◆ What you will do
Render every line of the rows below as a JSON list of strings, one string per line, leaving out blank lines and the pictures.

== Input material

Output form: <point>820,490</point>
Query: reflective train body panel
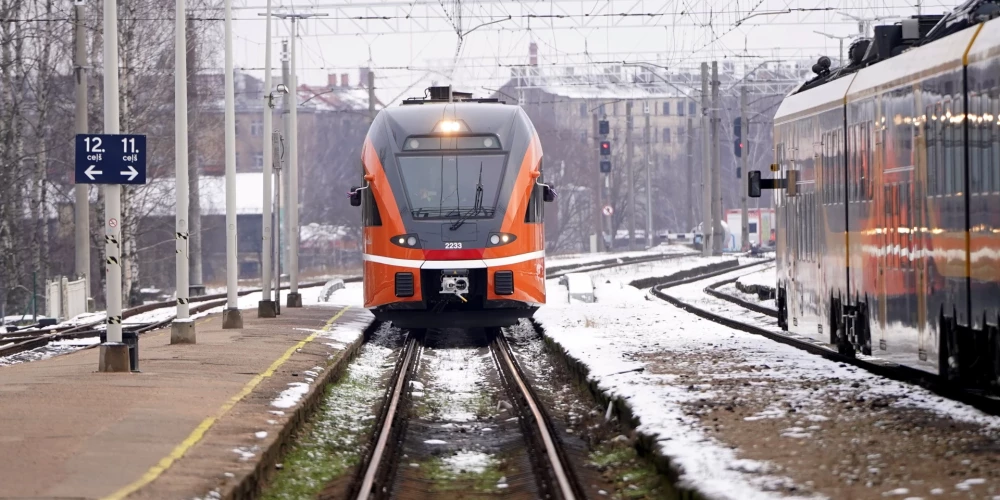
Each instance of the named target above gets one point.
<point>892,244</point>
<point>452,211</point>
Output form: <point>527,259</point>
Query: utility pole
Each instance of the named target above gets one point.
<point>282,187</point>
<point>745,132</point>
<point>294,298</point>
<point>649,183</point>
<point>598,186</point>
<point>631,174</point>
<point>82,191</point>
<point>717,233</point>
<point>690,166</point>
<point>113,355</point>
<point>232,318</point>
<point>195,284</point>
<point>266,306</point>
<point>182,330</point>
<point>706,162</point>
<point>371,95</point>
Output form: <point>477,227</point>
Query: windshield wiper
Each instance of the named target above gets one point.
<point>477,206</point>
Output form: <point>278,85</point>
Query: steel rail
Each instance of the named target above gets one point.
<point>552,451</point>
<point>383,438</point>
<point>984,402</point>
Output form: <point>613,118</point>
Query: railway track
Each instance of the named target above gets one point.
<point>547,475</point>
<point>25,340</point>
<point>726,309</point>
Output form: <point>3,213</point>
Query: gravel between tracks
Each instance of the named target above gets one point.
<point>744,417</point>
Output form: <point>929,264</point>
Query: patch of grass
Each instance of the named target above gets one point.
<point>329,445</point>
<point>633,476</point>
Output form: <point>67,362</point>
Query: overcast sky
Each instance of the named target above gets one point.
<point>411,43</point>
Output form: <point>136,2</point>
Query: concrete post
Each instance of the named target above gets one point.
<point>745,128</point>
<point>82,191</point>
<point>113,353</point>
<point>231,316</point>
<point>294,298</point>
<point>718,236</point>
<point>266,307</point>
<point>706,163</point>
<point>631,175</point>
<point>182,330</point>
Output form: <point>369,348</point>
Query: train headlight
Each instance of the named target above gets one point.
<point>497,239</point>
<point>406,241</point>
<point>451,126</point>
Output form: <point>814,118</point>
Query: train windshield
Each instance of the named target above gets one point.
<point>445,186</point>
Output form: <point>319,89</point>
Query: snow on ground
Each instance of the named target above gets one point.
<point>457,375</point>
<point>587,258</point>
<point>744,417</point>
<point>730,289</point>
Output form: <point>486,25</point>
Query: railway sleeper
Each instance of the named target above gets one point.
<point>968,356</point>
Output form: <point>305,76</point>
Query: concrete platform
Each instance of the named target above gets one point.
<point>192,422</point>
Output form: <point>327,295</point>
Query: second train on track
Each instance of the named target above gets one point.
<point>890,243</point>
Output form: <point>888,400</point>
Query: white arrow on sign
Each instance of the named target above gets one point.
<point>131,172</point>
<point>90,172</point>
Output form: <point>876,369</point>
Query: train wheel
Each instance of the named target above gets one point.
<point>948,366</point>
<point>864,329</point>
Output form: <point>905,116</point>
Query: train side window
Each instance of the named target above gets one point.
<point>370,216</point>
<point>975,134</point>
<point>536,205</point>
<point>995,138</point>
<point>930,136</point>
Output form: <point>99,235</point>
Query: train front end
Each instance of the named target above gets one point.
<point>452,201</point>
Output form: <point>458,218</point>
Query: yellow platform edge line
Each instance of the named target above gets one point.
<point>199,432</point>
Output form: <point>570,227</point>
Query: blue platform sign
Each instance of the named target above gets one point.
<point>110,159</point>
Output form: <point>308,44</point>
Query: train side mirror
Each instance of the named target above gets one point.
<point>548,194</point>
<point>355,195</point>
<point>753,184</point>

====

◆ Solution below
[
  "Output form: <point>820,490</point>",
  "Query: reflective train body panel",
  "Each instance of the named target above gets one point.",
  "<point>892,244</point>",
  "<point>452,211</point>",
  "Output form: <point>527,259</point>",
  "Query: utility pole",
  "Each instance of the named target above gets one point.",
  "<point>282,187</point>",
  "<point>745,132</point>",
  "<point>294,298</point>",
  "<point>649,183</point>",
  "<point>598,186</point>",
  "<point>631,174</point>",
  "<point>82,191</point>",
  "<point>717,233</point>",
  "<point>690,166</point>",
  "<point>113,355</point>",
  "<point>232,318</point>",
  "<point>195,284</point>",
  "<point>266,306</point>",
  "<point>182,330</point>",
  "<point>706,162</point>",
  "<point>371,95</point>",
  "Output form: <point>477,227</point>",
  "Query: windshield wiper",
  "Each instance of the named target above gets one point.",
  "<point>477,206</point>",
  "Output form: <point>278,85</point>",
  "Query: steel rail",
  "Each instance of the named target above gets one point.",
  "<point>552,451</point>",
  "<point>383,438</point>",
  "<point>984,402</point>",
  "Output form: <point>613,118</point>",
  "Query: railway track",
  "Each instance of the named target above gets one point.",
  "<point>547,475</point>",
  "<point>25,340</point>",
  "<point>726,309</point>",
  "Output form: <point>3,213</point>",
  "Query: gravel between tracks",
  "Each instance of the named target above gets one point.",
  "<point>744,417</point>",
  "Output form: <point>929,264</point>",
  "Query: patch of grass",
  "Each instance of the named target above gets one point.",
  "<point>329,445</point>",
  "<point>633,476</point>",
  "Output form: <point>67,362</point>",
  "Query: overcast sky",
  "Each instance of the named target above gets one point.",
  "<point>411,43</point>",
  "Output form: <point>136,2</point>",
  "Query: concrete post",
  "Each instance of the named target above gets one point.",
  "<point>745,128</point>",
  "<point>82,191</point>",
  "<point>113,353</point>",
  "<point>231,316</point>",
  "<point>294,298</point>",
  "<point>718,236</point>",
  "<point>266,307</point>",
  "<point>706,163</point>",
  "<point>631,175</point>",
  "<point>182,330</point>",
  "Output form: <point>369,348</point>",
  "Query: train headlight",
  "Each instance of the named target above gets one point.",
  "<point>497,239</point>",
  "<point>406,241</point>",
  "<point>451,126</point>",
  "Output form: <point>814,118</point>",
  "Query: train windshield",
  "Each instance of the named target above gets one point.",
  "<point>445,186</point>",
  "Output form: <point>319,89</point>",
  "Query: snow on ground",
  "Each instance of the named target above gets one point.",
  "<point>457,375</point>",
  "<point>587,258</point>",
  "<point>744,417</point>",
  "<point>730,289</point>",
  "Output form: <point>486,25</point>",
  "Query: railway sleeper",
  "Each instance of the named target above gets one point.",
  "<point>968,356</point>",
  "Output form: <point>305,76</point>",
  "Query: concrete platform",
  "Each instance of the named target above gets one point.",
  "<point>192,422</point>",
  "Output form: <point>327,295</point>",
  "Query: second train on track",
  "Each instance of the named target above gets one point.",
  "<point>890,243</point>",
  "Output form: <point>888,400</point>",
  "Query: white arrow on sign",
  "Each instance of the named target above gets one point.",
  "<point>131,172</point>",
  "<point>90,172</point>",
  "Output form: <point>876,369</point>",
  "Query: train wheel",
  "Each instance of the named target above gets one point.",
  "<point>948,366</point>",
  "<point>864,329</point>",
  "Output form: <point>905,116</point>",
  "Query: train side window",
  "Each instance of the named target above gets one point.",
  "<point>370,216</point>",
  "<point>975,134</point>",
  "<point>536,205</point>",
  "<point>995,138</point>",
  "<point>930,136</point>",
  "Output form: <point>99,235</point>",
  "Query: train front end",
  "Each instance of the named target above gets one point.",
  "<point>452,201</point>",
  "Output form: <point>458,218</point>",
  "Query: yellow platform edge line",
  "Each instance of the named target above gets one point.",
  "<point>199,432</point>",
  "Output form: <point>570,227</point>",
  "Query: blue platform sign",
  "Each instance of the named target above gets one point.",
  "<point>110,159</point>",
  "Output form: <point>308,44</point>",
  "Query: train side mirror",
  "Each instance of the named target above gets one point.",
  "<point>548,194</point>",
  "<point>355,195</point>",
  "<point>753,184</point>"
]